• **Stated exercise**
Transcribe the lines of the records starting with the one that has "Find the red" in it and ending with the last, and transcribe nothing else.
• • • •
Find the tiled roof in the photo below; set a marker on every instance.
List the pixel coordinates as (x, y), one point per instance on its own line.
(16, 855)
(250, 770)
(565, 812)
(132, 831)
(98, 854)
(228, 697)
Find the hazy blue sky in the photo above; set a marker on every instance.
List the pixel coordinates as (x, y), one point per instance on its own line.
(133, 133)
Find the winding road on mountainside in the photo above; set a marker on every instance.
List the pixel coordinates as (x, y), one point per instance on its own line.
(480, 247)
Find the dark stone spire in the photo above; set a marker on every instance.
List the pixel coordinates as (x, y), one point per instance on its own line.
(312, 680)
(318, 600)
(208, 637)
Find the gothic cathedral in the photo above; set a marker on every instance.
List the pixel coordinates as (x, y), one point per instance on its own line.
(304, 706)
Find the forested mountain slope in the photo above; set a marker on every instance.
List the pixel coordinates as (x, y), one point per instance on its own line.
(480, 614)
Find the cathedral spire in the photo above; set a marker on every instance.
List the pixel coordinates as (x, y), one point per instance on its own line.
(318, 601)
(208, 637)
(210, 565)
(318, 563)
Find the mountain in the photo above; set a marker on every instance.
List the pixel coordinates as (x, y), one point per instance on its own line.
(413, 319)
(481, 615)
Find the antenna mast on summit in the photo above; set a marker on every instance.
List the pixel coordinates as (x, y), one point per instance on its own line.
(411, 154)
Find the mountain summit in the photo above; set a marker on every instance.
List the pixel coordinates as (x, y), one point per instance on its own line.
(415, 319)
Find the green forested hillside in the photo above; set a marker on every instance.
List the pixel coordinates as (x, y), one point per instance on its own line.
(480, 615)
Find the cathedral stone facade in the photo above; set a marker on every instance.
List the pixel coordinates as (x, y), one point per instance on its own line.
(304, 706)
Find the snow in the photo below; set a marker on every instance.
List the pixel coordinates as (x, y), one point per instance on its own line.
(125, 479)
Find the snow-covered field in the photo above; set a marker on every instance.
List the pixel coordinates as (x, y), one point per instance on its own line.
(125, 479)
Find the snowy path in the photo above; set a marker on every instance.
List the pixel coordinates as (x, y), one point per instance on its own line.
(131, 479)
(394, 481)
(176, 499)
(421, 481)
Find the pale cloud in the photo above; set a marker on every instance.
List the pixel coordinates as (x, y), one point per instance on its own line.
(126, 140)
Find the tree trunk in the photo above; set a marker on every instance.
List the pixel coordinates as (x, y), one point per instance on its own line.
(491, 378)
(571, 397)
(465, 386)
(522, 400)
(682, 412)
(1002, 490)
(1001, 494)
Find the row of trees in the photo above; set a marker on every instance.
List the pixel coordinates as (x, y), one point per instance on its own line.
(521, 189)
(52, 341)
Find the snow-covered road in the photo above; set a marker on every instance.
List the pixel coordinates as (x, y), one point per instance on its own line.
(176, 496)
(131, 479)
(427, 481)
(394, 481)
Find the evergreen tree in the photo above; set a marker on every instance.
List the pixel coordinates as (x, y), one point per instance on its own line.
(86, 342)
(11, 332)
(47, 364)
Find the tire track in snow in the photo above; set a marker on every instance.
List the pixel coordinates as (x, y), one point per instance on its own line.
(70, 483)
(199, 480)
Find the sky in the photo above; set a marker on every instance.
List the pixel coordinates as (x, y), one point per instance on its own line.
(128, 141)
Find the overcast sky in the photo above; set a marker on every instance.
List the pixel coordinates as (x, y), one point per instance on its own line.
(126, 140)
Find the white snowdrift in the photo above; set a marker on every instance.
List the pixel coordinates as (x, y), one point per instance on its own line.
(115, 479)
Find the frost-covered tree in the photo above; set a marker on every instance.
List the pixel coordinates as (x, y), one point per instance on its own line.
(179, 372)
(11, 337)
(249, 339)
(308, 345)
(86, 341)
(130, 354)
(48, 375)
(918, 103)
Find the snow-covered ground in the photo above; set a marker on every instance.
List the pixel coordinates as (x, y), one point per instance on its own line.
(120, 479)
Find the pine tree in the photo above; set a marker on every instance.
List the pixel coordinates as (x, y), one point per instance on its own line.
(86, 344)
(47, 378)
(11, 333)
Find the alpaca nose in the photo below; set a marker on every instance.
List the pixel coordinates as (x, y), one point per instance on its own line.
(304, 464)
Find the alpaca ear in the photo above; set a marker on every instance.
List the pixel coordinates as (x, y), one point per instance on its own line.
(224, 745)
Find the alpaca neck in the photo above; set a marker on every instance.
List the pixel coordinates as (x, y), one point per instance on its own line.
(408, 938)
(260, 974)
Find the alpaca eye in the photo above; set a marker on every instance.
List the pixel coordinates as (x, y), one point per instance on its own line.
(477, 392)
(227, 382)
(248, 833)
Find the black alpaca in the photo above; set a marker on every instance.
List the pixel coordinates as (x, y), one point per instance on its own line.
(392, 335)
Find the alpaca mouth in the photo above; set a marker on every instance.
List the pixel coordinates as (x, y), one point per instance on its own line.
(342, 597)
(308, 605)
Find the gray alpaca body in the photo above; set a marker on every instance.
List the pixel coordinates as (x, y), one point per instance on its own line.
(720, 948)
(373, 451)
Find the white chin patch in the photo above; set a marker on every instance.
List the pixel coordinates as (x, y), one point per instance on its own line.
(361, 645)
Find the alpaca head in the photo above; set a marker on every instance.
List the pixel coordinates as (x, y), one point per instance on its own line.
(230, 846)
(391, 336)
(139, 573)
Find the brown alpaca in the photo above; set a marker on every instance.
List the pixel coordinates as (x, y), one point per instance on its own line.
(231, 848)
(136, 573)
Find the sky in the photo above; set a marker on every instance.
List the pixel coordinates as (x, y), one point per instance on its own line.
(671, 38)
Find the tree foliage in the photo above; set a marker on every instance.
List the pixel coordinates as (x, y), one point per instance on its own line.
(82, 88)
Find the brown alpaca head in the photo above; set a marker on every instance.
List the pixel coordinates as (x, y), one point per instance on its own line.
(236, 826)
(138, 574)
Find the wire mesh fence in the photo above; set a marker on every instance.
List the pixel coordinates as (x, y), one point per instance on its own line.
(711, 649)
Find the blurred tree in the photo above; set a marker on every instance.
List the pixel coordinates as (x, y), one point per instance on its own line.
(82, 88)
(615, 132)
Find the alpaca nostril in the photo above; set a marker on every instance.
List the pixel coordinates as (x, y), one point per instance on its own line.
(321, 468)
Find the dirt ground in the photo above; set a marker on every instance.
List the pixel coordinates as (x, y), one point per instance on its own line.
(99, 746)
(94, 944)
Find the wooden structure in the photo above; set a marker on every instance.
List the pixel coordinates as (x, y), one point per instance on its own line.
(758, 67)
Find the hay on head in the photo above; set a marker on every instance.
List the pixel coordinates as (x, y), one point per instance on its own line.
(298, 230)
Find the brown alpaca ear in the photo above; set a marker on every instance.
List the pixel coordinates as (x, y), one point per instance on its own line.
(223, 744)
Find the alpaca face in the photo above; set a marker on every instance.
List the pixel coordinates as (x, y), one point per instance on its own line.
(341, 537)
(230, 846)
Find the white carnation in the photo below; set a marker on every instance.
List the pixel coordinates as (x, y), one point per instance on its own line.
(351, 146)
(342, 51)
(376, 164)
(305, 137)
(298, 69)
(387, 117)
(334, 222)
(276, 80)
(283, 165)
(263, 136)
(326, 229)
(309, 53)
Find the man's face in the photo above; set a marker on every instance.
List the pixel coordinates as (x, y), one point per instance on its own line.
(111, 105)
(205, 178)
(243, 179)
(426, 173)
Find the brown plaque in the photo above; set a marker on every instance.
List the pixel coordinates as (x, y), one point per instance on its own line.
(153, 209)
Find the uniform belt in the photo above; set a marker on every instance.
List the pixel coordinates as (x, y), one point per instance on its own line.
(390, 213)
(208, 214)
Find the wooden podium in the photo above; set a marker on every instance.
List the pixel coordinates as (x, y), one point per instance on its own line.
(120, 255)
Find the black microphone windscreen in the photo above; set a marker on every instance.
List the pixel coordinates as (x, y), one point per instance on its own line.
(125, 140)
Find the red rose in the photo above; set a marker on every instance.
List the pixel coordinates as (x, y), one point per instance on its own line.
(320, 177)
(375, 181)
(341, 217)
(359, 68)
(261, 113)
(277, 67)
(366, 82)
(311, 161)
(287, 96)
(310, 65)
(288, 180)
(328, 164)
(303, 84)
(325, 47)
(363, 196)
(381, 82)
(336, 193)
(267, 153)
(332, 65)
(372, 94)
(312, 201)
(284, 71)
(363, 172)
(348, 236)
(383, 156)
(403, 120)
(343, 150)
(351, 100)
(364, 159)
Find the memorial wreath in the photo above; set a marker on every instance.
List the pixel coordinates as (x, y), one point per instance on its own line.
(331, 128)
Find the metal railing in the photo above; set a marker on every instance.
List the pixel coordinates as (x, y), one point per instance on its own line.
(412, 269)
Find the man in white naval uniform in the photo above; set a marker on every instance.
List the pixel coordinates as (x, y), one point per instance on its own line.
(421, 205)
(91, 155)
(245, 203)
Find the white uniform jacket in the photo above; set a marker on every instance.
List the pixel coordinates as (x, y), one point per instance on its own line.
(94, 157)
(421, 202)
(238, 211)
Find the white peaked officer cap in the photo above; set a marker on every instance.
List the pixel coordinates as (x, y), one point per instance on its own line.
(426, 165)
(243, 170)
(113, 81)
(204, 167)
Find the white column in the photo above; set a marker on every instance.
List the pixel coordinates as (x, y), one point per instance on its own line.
• • • •
• **Exercise solution**
Find the red rose in the photo above; set a marker on every instance.
List the pixel coordinates as (x, y), one point per instance on its own line.
(320, 177)
(375, 181)
(341, 217)
(359, 68)
(261, 113)
(277, 67)
(366, 82)
(311, 161)
(287, 96)
(310, 65)
(288, 180)
(328, 164)
(303, 84)
(325, 47)
(363, 196)
(381, 82)
(336, 193)
(267, 153)
(332, 65)
(372, 94)
(312, 201)
(284, 71)
(363, 172)
(348, 236)
(383, 156)
(403, 120)
(343, 150)
(351, 100)
(364, 159)
Find the memorial wreath in the photo above; set a marker on every instance.
List the pixel coordinates as (x, y), one point per instance on its own line.
(331, 128)
Find the metal railing in the photo above; set a marker on every instance.
List the pixel coordinates as (x, y), one point per instance on its own line.
(412, 269)
Find the man in white naval uniform in the photo above; set a marker on every instance.
List the pixel coordinates as (x, y), one point per instance on its own line.
(421, 205)
(91, 155)
(245, 203)
Find the white uniform jacket in the photo above; set a marker on every instance.
List the pixel coordinates as (x, y), one point per instance on its own line.
(94, 157)
(421, 202)
(238, 211)
Find the white peaked officer cap in the photo above; set a marker on every instance.
List the pixel coordinates as (x, y), one point per instance on its own line.
(426, 165)
(243, 170)
(113, 81)
(204, 167)
Find the white column in the photo above; set a marker on every instance.
List the pixel coordinates as (x, y), one point per instance on its own line.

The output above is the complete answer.